Records from a dataset
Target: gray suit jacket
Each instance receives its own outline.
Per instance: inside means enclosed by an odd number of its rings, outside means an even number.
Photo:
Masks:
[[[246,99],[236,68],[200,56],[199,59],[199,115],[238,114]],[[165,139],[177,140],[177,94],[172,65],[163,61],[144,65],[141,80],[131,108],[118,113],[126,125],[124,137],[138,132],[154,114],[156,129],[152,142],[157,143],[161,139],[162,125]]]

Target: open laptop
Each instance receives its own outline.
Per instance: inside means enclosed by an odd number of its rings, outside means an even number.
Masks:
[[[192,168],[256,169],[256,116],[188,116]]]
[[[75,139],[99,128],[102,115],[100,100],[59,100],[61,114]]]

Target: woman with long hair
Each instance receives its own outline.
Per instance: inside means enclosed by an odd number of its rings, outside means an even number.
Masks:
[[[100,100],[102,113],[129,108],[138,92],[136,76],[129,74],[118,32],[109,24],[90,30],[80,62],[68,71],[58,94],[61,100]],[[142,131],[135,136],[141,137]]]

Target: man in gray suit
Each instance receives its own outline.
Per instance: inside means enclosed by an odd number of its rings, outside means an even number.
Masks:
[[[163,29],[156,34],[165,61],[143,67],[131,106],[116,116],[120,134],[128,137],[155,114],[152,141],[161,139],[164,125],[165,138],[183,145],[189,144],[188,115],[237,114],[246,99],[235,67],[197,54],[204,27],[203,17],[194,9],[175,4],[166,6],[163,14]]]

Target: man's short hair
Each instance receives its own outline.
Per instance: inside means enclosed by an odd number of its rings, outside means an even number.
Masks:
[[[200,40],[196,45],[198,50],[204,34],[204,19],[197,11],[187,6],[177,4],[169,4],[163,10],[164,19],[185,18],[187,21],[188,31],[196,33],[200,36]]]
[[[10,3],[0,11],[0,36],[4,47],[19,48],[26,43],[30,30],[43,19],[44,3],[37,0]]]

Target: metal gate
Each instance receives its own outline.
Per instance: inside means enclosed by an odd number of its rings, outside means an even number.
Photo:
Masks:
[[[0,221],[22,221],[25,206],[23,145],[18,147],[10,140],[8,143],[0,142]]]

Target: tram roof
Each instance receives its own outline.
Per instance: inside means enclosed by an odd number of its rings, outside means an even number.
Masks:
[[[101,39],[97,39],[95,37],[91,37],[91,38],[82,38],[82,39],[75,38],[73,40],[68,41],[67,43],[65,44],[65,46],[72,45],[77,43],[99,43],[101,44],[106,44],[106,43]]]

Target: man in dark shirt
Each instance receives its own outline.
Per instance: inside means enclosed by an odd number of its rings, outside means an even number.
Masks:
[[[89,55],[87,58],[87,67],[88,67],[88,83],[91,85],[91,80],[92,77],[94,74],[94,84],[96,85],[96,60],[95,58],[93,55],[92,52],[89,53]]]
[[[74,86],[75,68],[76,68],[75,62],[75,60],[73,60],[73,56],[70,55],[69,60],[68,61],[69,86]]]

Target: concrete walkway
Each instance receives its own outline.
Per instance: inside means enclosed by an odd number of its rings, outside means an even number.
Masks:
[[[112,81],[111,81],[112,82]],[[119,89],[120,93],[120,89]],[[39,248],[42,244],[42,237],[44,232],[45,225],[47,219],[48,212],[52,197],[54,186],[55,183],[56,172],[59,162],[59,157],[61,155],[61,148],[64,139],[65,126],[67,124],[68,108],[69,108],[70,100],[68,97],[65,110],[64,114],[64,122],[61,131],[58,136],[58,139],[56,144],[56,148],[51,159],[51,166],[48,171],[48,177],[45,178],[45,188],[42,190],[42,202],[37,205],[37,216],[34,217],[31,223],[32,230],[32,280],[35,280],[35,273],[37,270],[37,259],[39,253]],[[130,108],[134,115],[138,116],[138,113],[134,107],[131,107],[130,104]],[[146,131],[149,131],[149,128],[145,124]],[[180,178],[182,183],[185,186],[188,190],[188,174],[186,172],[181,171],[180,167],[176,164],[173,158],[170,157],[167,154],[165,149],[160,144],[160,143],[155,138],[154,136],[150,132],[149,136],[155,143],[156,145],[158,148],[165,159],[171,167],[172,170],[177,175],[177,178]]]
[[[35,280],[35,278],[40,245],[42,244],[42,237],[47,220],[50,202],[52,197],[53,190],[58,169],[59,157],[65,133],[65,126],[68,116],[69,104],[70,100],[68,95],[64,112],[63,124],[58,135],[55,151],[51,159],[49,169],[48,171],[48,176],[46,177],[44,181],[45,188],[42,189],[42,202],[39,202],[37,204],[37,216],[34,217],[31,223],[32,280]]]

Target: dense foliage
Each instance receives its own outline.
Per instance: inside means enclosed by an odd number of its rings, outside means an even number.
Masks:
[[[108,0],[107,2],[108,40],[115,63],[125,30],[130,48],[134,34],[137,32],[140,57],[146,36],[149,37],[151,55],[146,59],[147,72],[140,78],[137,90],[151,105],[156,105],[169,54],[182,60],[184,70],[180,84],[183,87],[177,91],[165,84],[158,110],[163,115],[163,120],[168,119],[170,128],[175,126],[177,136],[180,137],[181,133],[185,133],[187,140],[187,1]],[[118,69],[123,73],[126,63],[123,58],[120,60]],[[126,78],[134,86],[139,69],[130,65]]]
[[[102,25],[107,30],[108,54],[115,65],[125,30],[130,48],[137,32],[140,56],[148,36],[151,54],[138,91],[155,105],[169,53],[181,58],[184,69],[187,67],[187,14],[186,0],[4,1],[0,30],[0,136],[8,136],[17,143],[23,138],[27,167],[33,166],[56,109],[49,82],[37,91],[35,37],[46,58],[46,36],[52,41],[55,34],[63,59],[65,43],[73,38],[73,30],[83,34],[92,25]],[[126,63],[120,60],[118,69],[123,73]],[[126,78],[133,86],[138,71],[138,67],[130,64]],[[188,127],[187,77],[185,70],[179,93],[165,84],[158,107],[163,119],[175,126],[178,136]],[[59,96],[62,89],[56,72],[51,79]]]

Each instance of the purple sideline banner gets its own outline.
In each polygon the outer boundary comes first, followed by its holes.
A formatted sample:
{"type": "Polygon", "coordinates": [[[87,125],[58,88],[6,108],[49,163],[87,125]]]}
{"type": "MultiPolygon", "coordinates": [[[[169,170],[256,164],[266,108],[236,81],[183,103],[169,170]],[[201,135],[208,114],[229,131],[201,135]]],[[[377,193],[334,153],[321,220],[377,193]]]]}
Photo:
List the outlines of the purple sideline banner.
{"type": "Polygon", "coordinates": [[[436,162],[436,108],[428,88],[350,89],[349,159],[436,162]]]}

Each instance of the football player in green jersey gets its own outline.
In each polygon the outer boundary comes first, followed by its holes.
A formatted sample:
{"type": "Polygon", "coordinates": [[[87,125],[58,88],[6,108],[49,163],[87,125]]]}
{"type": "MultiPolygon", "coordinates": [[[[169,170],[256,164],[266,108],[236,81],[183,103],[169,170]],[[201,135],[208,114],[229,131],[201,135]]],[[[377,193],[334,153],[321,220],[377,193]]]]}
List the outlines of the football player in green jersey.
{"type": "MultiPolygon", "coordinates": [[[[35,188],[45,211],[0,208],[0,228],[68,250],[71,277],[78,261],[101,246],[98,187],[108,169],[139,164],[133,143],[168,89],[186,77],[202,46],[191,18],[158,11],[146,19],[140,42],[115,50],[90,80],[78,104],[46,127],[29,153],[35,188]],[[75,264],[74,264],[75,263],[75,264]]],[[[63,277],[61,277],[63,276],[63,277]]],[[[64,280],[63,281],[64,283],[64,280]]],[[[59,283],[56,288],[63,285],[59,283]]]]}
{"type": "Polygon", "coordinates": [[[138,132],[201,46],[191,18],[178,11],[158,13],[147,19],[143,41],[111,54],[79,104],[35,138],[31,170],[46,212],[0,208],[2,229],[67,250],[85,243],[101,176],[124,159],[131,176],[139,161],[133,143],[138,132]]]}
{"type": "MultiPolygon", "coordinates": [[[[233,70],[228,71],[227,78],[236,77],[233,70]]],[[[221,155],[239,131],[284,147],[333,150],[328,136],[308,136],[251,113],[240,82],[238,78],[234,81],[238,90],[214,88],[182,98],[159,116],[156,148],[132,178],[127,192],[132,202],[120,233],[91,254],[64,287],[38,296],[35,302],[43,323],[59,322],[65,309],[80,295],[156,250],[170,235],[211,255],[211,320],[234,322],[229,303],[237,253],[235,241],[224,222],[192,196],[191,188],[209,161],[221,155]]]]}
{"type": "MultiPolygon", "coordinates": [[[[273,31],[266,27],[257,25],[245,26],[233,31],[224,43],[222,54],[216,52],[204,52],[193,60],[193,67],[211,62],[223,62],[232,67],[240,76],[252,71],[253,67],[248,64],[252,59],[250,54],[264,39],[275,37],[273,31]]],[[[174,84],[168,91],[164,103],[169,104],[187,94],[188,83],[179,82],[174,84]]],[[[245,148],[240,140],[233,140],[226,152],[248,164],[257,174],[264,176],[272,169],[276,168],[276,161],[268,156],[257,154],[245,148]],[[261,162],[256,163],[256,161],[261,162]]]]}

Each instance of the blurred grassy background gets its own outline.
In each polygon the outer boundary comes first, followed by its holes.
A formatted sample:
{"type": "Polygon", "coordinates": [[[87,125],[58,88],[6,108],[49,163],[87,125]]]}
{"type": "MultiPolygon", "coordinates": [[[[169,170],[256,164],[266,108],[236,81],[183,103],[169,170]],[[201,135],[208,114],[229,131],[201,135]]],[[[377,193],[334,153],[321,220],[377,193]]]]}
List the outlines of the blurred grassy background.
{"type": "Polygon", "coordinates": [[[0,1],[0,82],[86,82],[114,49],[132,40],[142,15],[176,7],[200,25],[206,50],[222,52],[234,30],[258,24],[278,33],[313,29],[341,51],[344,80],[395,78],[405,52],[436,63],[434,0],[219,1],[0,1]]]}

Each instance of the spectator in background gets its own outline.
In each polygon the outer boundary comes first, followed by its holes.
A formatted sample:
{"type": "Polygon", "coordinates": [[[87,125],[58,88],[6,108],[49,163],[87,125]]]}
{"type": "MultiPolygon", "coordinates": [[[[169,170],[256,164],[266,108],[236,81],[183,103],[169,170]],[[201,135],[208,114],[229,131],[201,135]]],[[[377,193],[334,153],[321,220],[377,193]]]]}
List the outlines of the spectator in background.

▶ Do this:
Recast the part of the rows that opens with the first line and closes with the line containing "[[[75,139],[99,128],[102,115],[100,100],[59,100],[61,114]]]", both lines included, as a two-column CSV with the columns "text" and "answer". Give one line for each row, with its text and its answer each in one quoted field and line breaks turned into spaces.

▶ Response to the exercise:
text,answer
"Target: gray suit jacket Each instance receives its own outline. Per instance: inside means enclosed by an odd number of its rings, outside means an even number. Photo: Masks:","[[[246,99],[236,68],[200,56],[199,59],[199,115],[238,114]],[[165,139],[177,140],[177,94],[172,65],[163,61],[144,65],[141,80],[131,108],[118,113],[126,125],[124,137],[138,132],[154,114],[156,129],[152,142],[157,143],[161,139],[162,125]]]"
"Target: open laptop Each instance receives its own outline. Per instance: inside means enclosed by an odd number of its rings, outside means an even number. Masks:","[[[192,168],[256,169],[256,116],[188,116]]] [[[75,139],[99,128],[102,115],[100,100],[59,100],[61,114]]]"